CONSIGNES DE TRAVAIL:
[a] Dans le texte sur la Rhétorique des dieux, qui a orné le manuscrit de grisailles ?
[b] Rédigez la suite du texte sur la Rhétorique des dieux en reprenant après sa dernière phrase.

TEXTE SOURCE:
====
Ainsi posé le cadre de la réflexion, il est possible d'approcher une œuvre musicale dont les caractéristiques et l'ambition réinvestissent ces principes.

L'oeuvre

Manuscrit de la Rhétorique des dieux, pièces de luth (selon les douze modes grecs) de Denis Gaultier dédiées à Anne de Chambré, orné de grisailles par Robert Nanteuil et Abraham Bosse, d'après des dessins de Le Sueur. 1652 ( ?), (56 pièces pour le luth groupées en 12 suites).
Manuscrit conservé à Berlin-Dahlem, publié par A. Tessier (Publications de la Société française de Musicologie, VI-VII, 1932).

Les commentaires d'Anne de Chambré sur les pièces du recueil

Il n'est pas indifférent de relire les commentaires d'Anne de Chambré pour chacune de ces pièces : faute de connaître l'intention exacte du musicien, ces courtes assertions permettent de cerner un contexte esthétique de l'œuvre.

- La Dédicace.
Par ce discours céleste l'Illustre Gaultier exprime très parfaitement sa Reconnaissance envers les Dieux ; pour la science dont ils l'ont doué, et leur dédie avec tout le respect possible, et sa personne et ses œuvres.

- Phaëton foudroyé.
Cette pièce rend témoignage de ce que Phàeton par son imprudence et par son ambition fut cause de l'embrasement de la moitié des hommes ; De la punition que fit Jupiter de ce téméraire : Et des douleurs que son père Appolon souffrit de sa perte.

- Le Panégirique.
Ce Panégyrique à la louange de Mercure exprime parfaitement l'Éloquence que ce Dieu met en usage lors qu'il fait ses harangues, et fait connoistre à ses Esleves que les arts luy sont redevables de leur naissance.

- Minerve.
Cette Déesse qui possède toutes les Sciences ensemble, fait icy connoistre par Gaultier son Interprette, ce qu'elle sçait de la Musique : et que par cet art divin, elle fait naistre dans les hommes les passions sans violence, et les vertus dans leur pureté.

- Ulisse.
L'Éloquence de ce Grec se fait icy mieux entendre, que dans la harangue dont il se serait pour avoir les armes d'Achilles.

- Andromède.
Andromède que l'infortune avoit enchaisnée au pied d'un rocher pour expier le crime de sa mère, sans appréhender le Monstre qui la devoit dévorer. Loue les Dieux de cette ordonnance, mais ces Divinitez voyant sa pieté et sa généreuse resolution, luy envoyent Persée qui la dellivre de ce péril extrême, et ce généreux Libérateur la trouve si accomplie qu'il s'estime trop recompensé des chaisnes de cette Belle.

- Diane.
Cette chaste Déesse en ce discours plein d'énergie convie toutes les Belles d'acquérir les vertus, et particulièrement de conserver inviolablement leur Virginité.

- La Coquette virtuosa.
Cette Belle qui se fait autant d'Amans d'hommes qui l'entendent, témoigne par son précieux discours les douceurs qu'elle trouve dans l'amour de la Vertu, l' estât qu'elle fait de ceux qui en sont les adorateurs, et qu 'elle sera la possession de celuy qui aura plustost acquis le titre de Magnanime.
====
(Entrées de contours de formes)
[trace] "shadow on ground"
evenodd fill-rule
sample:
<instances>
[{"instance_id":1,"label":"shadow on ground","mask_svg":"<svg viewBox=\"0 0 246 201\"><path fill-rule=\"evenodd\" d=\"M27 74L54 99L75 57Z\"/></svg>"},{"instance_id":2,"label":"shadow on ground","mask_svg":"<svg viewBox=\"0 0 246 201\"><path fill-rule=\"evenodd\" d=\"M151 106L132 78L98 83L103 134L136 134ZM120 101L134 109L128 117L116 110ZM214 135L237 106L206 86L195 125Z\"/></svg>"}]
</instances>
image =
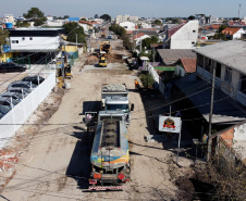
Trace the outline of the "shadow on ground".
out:
<instances>
[{"instance_id":1,"label":"shadow on ground","mask_svg":"<svg viewBox=\"0 0 246 201\"><path fill-rule=\"evenodd\" d=\"M77 138L73 155L70 160L65 175L77 181L78 189L88 189L88 178L90 175L90 152L94 141L94 134L86 133L78 126L74 127L73 136Z\"/></svg>"}]
</instances>

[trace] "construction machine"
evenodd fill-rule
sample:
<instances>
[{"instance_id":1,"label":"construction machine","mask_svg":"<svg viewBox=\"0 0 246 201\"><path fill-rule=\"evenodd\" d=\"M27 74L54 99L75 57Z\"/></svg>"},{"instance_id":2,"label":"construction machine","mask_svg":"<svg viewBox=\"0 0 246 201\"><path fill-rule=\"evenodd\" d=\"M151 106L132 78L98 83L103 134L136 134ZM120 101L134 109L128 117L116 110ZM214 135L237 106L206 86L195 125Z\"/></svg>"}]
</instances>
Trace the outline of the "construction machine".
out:
<instances>
[{"instance_id":1,"label":"construction machine","mask_svg":"<svg viewBox=\"0 0 246 201\"><path fill-rule=\"evenodd\" d=\"M100 67L107 67L107 59L106 59L106 52L104 51L100 51L99 66Z\"/></svg>"},{"instance_id":2,"label":"construction machine","mask_svg":"<svg viewBox=\"0 0 246 201\"><path fill-rule=\"evenodd\" d=\"M106 53L109 53L110 50L111 50L111 45L109 40L100 42L100 51L104 51Z\"/></svg>"}]
</instances>

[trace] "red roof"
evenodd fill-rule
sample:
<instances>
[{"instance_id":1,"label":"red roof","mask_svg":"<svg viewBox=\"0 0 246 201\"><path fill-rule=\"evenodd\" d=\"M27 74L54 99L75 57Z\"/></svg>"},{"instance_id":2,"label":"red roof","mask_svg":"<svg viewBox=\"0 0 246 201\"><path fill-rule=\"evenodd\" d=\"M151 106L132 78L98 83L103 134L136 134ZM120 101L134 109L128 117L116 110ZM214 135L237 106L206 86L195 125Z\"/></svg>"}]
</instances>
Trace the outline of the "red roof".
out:
<instances>
[{"instance_id":1,"label":"red roof","mask_svg":"<svg viewBox=\"0 0 246 201\"><path fill-rule=\"evenodd\" d=\"M184 26L186 23L177 24L176 26L173 26L168 29L168 37L170 38L172 35L174 35L182 26Z\"/></svg>"},{"instance_id":2,"label":"red roof","mask_svg":"<svg viewBox=\"0 0 246 201\"><path fill-rule=\"evenodd\" d=\"M194 73L194 72L196 72L196 59L182 58L181 62L182 62L186 73Z\"/></svg>"}]
</instances>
====
RÉPONSES RÉDIGÉES:
[a] Robert Nanteuil et Abraham Bosse, d'après des dessins de Le Sueur.

[b]
- Atalante.
Cette Belle gagne a la course quiconque a l'audace de la vouloir atteindre, l'or, les perles et les diamans ne la peuvent destourner d'un seul pas ; mais la seule Vertu la peut arrester.

- Narcisse.
Narcisse se voyant dans le cristal liquide d'une fontaine que la Nature avoit décorée des plus belles fleurs du Printemps : fut tellement épris de sa beauté que le feu de son amour le dessécha sur le bord de cette eau fatale, En se plaignant de ne se pouvoir posséder soymesme.

- La Pastorale.
Icy une trouppe innocente de Bergers et de Bergères chantans et dançans a l'ombre d'un Ormeau sont troublez par un loup affamé qui leur enleuoit un de leurs Agneaux, Mais estant accourus après, ils luy font quitter sa proye puis continuent leurs resjoùissances.

Junon ou La Jalouse.
Les Amourettes de Jupiter estant venues a la connoissance de Junon, Elle entra dans telle fougue et dans des transports si violens, que du seul trépignement de ses pieds elle esbranla toute la Machine céleste, de sorte que l'harmonie qui se formoit des mouvements de ce grands corps, ayant esté interrompue, elle se changea pendant cette action de la manière que la pièce qui précède fait fidellement la démonstration.

Tombeau de Monsieur de L'Enclos.
Par le commandement d'Apollon les doctes Pucelles s'estant assemblées sur le Mont sacré pour dresser le Tombeau de Lenclos, l'un des Favoris de ce Dieu, tiennent conseil entr'elles de quelle matière et de quelle forme elles le doivent construire : enfin leur résolution prise, Elles font abattre un grand If, qui depuis deux cens ans tiroit sa nourriture des tributs d'un cimetière, ou il faisoit sa résidence. Elles en font un Luth, pour luy servir de Monument, et dans ce bois lugubre elles mettent reposer ses cendres. Mais comme elles reconnaissent que leur science n'est pas assez haulte et assez relevée pour prononcer son Oraison funèbre, Elles font adroitement mettre ce Tombeau entre les mains du grand Gaultier le meilleur amy du deffunct seul capable de rendre ce dernier office; Cet homme divin ayant ce depost, en tire par la puissance de son Art des parolles qui expriment si fortement la douleur de cette perte, que tous ses Auditeurs prennent la nature de cette Passion.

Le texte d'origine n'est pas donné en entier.